##### Given entries

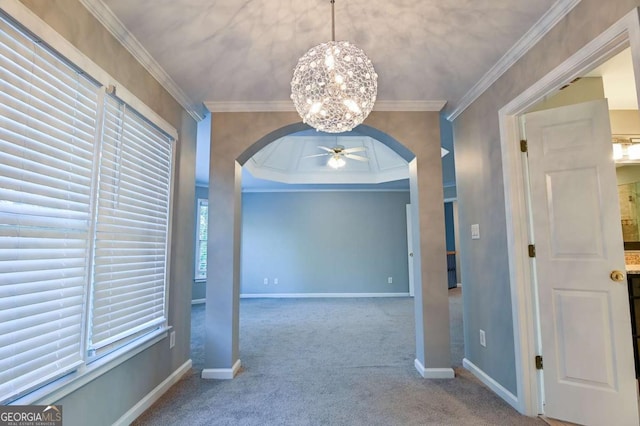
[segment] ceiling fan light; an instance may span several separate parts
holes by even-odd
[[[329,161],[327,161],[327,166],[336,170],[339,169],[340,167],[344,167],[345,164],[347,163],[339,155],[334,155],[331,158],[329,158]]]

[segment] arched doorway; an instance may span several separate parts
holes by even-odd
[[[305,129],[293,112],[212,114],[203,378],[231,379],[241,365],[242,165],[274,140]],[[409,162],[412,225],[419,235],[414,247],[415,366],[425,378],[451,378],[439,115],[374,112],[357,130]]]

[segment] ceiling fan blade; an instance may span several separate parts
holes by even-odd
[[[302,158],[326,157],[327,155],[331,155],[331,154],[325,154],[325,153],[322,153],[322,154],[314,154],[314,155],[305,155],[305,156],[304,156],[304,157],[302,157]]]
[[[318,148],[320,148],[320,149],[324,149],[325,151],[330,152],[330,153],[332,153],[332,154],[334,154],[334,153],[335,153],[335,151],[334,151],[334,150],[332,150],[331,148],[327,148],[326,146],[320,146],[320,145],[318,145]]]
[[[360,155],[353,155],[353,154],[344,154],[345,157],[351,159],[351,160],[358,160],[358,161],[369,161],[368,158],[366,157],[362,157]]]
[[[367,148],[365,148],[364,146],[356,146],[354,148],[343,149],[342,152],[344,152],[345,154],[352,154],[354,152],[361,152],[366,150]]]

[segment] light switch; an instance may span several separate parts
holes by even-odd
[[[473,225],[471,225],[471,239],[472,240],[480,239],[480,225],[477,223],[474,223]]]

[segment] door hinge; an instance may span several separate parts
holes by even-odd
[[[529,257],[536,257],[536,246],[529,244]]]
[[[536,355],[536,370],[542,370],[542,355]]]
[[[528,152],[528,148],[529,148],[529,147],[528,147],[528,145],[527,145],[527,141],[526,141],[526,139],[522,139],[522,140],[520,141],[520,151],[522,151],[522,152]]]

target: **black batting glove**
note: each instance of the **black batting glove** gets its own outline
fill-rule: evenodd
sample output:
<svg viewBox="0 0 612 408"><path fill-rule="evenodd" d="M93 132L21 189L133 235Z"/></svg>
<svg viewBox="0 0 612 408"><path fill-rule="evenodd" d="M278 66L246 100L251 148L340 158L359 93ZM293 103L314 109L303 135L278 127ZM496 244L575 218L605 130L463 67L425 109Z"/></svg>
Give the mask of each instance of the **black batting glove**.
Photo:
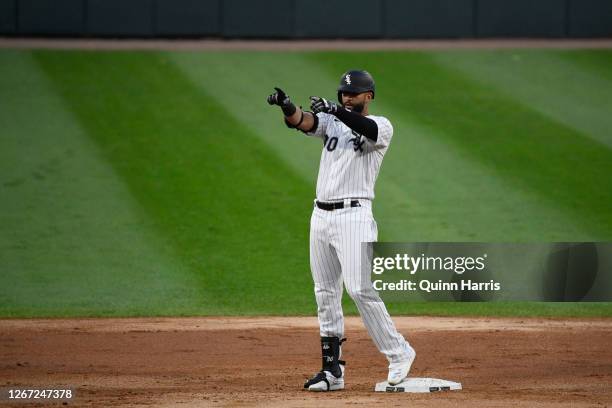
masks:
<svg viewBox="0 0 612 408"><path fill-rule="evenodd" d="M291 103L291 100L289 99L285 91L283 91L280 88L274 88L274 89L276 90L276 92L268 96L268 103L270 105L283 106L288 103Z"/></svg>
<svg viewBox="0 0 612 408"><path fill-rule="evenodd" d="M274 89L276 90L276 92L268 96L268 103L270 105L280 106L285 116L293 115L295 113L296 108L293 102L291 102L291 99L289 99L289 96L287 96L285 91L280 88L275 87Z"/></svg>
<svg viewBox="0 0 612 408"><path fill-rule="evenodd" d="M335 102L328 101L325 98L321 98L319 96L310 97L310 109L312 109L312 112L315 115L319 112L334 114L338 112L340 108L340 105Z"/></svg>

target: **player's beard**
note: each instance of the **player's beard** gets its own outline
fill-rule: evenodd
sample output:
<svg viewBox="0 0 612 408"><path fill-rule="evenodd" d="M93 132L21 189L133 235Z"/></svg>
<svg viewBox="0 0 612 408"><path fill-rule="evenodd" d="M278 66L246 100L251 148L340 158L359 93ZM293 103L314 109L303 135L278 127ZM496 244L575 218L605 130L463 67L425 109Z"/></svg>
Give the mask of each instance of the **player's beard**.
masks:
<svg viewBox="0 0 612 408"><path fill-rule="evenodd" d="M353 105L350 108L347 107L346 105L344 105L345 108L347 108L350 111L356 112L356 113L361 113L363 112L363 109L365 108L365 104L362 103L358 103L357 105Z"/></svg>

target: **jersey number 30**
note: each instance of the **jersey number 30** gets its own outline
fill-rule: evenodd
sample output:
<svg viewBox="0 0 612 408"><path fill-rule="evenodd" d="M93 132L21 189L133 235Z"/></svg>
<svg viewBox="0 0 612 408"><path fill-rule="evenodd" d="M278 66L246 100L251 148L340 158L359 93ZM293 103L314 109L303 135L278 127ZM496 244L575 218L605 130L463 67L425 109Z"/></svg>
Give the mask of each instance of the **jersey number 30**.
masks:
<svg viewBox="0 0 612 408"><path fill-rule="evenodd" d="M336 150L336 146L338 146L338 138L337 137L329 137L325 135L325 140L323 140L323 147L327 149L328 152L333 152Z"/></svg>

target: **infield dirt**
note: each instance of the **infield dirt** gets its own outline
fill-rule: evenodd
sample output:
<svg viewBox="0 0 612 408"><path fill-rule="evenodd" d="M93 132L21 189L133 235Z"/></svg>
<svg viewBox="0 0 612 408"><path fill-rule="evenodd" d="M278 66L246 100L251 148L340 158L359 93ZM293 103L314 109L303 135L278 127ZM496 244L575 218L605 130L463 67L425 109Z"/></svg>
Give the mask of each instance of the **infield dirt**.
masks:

##########
##### Given entries

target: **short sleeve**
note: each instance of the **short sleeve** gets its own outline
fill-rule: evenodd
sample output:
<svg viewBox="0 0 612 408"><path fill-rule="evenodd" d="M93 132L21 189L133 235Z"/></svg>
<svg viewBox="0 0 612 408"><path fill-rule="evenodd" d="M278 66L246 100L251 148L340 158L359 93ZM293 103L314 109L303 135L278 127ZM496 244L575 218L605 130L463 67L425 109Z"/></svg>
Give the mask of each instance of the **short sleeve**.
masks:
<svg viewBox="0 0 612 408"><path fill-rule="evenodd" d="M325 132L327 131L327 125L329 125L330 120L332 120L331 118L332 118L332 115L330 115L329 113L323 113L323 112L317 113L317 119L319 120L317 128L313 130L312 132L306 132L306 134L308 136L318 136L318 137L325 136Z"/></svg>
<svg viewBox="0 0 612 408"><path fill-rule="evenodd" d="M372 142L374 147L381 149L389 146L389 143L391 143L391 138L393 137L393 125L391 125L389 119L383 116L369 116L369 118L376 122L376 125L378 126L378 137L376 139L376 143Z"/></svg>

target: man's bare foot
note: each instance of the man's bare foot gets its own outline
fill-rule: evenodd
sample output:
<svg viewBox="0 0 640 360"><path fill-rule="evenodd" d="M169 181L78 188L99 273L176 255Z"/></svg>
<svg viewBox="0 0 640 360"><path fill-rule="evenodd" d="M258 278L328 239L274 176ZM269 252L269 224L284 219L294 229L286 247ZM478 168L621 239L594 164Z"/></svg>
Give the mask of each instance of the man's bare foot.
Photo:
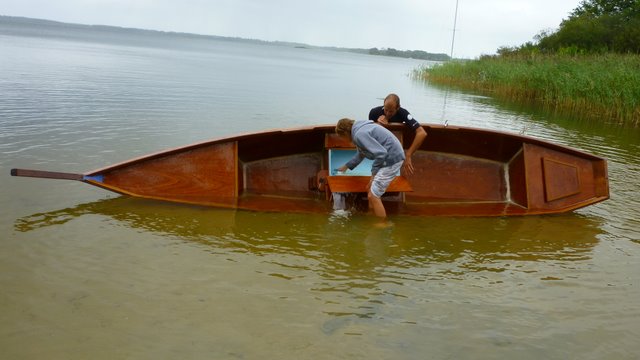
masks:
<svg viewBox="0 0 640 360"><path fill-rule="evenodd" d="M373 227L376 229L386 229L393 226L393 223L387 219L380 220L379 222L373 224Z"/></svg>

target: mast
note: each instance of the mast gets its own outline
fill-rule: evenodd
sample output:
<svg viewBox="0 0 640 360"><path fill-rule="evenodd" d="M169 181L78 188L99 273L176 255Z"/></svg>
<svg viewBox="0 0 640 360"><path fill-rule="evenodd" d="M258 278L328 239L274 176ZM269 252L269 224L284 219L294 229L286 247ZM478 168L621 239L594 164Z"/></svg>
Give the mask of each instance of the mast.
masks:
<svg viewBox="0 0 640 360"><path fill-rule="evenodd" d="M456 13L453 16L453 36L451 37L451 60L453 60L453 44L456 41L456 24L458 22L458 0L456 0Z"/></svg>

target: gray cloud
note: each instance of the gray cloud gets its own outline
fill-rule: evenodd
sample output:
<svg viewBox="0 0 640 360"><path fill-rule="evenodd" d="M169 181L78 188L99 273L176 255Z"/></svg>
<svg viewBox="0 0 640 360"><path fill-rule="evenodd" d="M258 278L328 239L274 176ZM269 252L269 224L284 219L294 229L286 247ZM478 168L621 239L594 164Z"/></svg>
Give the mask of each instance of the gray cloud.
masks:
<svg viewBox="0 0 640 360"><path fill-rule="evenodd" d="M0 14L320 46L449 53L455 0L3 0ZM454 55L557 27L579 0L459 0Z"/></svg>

##########
##### Given entries

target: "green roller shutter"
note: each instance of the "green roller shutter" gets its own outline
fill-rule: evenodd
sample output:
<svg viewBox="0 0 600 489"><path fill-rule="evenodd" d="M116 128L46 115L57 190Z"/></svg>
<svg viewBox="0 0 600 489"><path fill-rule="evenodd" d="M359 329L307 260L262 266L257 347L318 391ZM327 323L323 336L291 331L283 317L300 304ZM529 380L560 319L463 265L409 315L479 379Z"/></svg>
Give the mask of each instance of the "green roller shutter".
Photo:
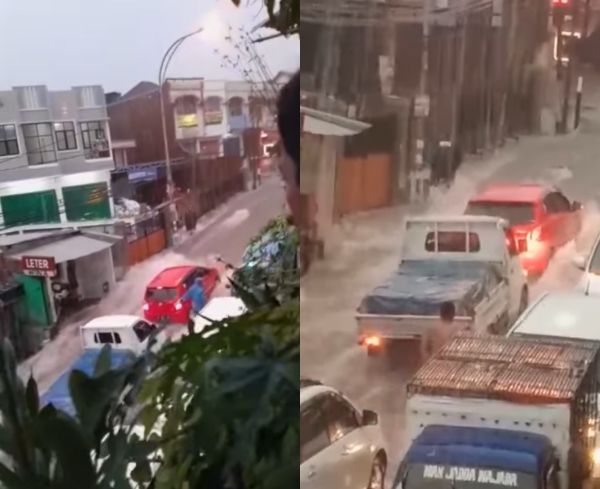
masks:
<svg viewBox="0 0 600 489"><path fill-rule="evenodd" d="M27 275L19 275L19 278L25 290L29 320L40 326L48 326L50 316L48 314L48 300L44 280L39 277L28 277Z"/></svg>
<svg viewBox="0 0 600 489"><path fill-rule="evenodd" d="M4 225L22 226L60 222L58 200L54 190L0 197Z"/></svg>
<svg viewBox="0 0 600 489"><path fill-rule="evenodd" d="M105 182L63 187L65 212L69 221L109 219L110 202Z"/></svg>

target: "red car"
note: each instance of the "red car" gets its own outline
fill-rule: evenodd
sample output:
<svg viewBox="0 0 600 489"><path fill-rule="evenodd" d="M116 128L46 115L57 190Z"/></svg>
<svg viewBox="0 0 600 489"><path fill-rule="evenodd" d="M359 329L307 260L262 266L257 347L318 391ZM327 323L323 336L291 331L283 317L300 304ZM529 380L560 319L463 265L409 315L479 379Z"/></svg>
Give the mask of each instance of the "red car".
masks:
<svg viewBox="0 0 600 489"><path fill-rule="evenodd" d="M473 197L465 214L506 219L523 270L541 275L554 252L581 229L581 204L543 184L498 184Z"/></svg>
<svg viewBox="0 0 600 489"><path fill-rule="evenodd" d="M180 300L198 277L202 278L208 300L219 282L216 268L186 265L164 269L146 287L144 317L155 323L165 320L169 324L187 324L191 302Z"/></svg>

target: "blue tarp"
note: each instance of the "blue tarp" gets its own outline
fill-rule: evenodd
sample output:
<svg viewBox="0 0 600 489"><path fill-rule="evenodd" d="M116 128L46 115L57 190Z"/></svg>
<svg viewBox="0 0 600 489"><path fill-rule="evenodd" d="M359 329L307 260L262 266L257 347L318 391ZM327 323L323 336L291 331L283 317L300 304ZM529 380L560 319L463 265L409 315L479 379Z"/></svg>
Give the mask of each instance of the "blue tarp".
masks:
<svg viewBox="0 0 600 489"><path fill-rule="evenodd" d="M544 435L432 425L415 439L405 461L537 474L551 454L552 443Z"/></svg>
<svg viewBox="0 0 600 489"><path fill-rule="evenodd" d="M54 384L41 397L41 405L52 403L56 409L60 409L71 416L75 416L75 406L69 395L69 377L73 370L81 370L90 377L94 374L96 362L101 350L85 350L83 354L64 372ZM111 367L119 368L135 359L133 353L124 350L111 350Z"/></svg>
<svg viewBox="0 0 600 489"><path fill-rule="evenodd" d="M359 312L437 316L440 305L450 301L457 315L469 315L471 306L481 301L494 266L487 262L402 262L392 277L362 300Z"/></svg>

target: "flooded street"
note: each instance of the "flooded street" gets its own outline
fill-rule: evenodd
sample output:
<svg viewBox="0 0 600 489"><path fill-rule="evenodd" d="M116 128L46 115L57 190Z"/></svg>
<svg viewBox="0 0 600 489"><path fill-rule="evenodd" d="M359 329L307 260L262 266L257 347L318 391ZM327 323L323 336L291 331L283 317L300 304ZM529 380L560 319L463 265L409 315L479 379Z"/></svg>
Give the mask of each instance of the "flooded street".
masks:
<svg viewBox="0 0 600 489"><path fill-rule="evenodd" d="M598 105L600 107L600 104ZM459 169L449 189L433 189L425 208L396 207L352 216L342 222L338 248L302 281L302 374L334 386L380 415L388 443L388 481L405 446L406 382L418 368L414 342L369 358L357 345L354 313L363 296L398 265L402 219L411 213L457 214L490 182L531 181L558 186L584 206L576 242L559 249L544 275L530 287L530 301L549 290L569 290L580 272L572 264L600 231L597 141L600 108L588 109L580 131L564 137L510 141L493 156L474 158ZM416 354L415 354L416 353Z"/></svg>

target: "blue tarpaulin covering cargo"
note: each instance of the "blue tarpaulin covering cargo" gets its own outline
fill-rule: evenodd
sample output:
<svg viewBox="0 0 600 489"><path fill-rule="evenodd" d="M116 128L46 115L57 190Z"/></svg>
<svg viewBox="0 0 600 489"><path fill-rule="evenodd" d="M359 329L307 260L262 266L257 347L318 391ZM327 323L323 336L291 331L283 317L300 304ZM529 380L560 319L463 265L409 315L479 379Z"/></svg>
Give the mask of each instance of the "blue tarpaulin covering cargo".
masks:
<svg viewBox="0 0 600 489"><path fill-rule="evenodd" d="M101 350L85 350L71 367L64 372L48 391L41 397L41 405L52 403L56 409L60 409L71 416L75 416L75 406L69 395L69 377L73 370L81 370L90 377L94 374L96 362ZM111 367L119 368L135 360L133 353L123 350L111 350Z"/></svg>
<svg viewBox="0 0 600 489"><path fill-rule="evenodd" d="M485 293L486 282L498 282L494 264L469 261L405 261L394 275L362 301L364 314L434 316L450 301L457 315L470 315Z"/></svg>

##########

**Task description:**
Collect the lines of the data that carry the word "player".

**Response to the exercise:**
target: **player's beard**
note: each instance of the **player's beard** gets its own outline
Give the mask of each instance of the **player's beard**.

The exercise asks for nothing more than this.